- [Selected passage]
• • • • •

Introduction: Rotator cuff tendinopathy (RCTe) is the most frequent cause of shoulder pain,
resulting in considerable losses to society and public resources. Muscle imbalance and
inadequate sensorimotor control are deficits often associated with RCTe. Kinesiotaping (KT)
is widely used by clinicians for rehabilitation of RCTe. While previous studies have examined
the immediate effects of KT on shoulder injuries or the effects of KT as an isolated method
of treatment, no published study has addressed its mid- and long-term effects when combined
to a rehabilitation program for patients with RCTe. The primary objective of this randomised
controlled trial (RCT) will be to assess the efficacy of therapeutic KT, added to a
rehabilitation program, in reducing pain and disabilities in individuals with RCTe. Secondary
objectives will look at the effects of KT on the underlying factors involved in shoulder
control, such as muscular activity, acromiohumeral distance (AHD), and range of motion (ROM).
Methods and analysis: A single-blind RCT will be conducted. Fifty-two participants, randomly
allocated to one of two groups (KT or no-KT), will take part in a 6-week rehabilitation
program. The KT-group will receive KT added to the rehabilitation program, whereas the no-KT
group will receive only the rehabilitation program. Measurements will be taken at baseline,
week-3, week-6, week-12 and 6-month. Primary outcomes will be symptoms and functional
limitations assessed by the DASH questionnaire. Secondary outcomes will include shoulder ROM,
AHD at rest and at 60º of abduction, and muscle activation during arm elevation. The added
effects of KT will be assessed through a 2-way ANOVA for repeated measures.

• • • • •

[Entries from a data collection]

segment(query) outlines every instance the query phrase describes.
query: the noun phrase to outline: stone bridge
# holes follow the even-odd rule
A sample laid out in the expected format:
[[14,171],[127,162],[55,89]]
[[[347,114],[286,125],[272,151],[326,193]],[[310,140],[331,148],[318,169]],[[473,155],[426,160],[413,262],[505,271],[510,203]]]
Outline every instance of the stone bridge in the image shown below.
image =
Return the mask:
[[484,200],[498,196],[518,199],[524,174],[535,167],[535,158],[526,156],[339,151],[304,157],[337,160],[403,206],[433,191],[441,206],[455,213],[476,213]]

• • • • •

- [Exercise objective] Reproduce the entire text on the kinesiotaping trial word for word. Only the text about kinesiotaping for rotator cuff tendinopathy is needed here.

- [Your response]
Introduction: Rotator cuff tendinopathy (RCTe) is the most frequent cause of shoulder pain,
resulting in considerable losses to society and public resources. Muscle imbalance and
inadequate sensorimotor control are deficits often associated with RCTe. Kinesiotaping (KT)
is widely used by clinicians for rehabilitation of RCTe. While previous studies have examined
the immediate effects of KT on shoulder injuries or the effects of KT as an isolated method
of treatment, no published study has addressed its mid- and long-term effects when combined
to a rehabilitation program for patients with RCTe. The primary objective of this randomised
controlled trial (RCT) will be to assess the efficacy of therapeutic KT, added to a
rehabilitation program, in reducing pain and disabilities in individuals with RCTe. Secondary
objectives will look at the effects of KT on the underlying factors involved in shoulder
control, such as muscular activity, acromiohumeral distance (AHD), and range of motion (ROM).
Methods and analysis: A single-blind RCT will be conducted. Fifty-two participants, randomly
allocated to one of two groups (KT or no-KT), will take part in a 6-week rehabilitation
program. The KT-group will receive KT added to the rehabilitation program, whereas the no-KT
group will receive only the rehabilitation program. Measurements will be taken at baseline,
week-3, week-6, week-12 and 6-month. Primary outcomes will be symptoms and functional
limitations assessed by the DASH questionnaire. Secondary outcomes will include shoulder ROM,
AHD at rest and at 60º of abduction, and muscle activation during arm elevation. The added
effects of KT will be assessed through a 2-way ANOVA for repeated measures.